| DATA EXCERPTS |
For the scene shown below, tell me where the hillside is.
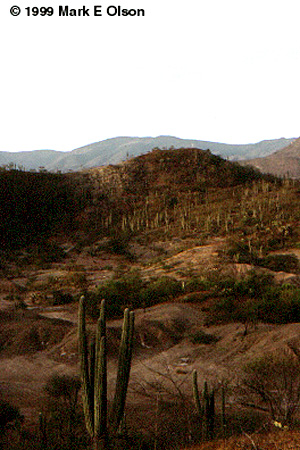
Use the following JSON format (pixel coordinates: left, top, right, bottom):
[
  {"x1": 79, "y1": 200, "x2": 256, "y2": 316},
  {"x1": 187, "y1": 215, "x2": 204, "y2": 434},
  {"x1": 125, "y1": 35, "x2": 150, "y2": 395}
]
[
  {"x1": 0, "y1": 136, "x2": 292, "y2": 172},
  {"x1": 0, "y1": 148, "x2": 300, "y2": 450},
  {"x1": 240, "y1": 138, "x2": 300, "y2": 179}
]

| REQUIREMENTS |
Print the lines above word for word, leaving out the picture.

| RESULT OF THE EXERCISE |
For the scene shown below, tell me where the hillside is.
Use the following JSON format (pixel coordinates: left, top, right, bottom):
[
  {"x1": 79, "y1": 200, "x2": 256, "y2": 316},
  {"x1": 187, "y1": 215, "x2": 204, "y2": 434},
  {"x1": 125, "y1": 35, "x2": 150, "y2": 395}
]
[
  {"x1": 0, "y1": 136, "x2": 292, "y2": 172},
  {"x1": 0, "y1": 148, "x2": 300, "y2": 450},
  {"x1": 240, "y1": 138, "x2": 300, "y2": 179}
]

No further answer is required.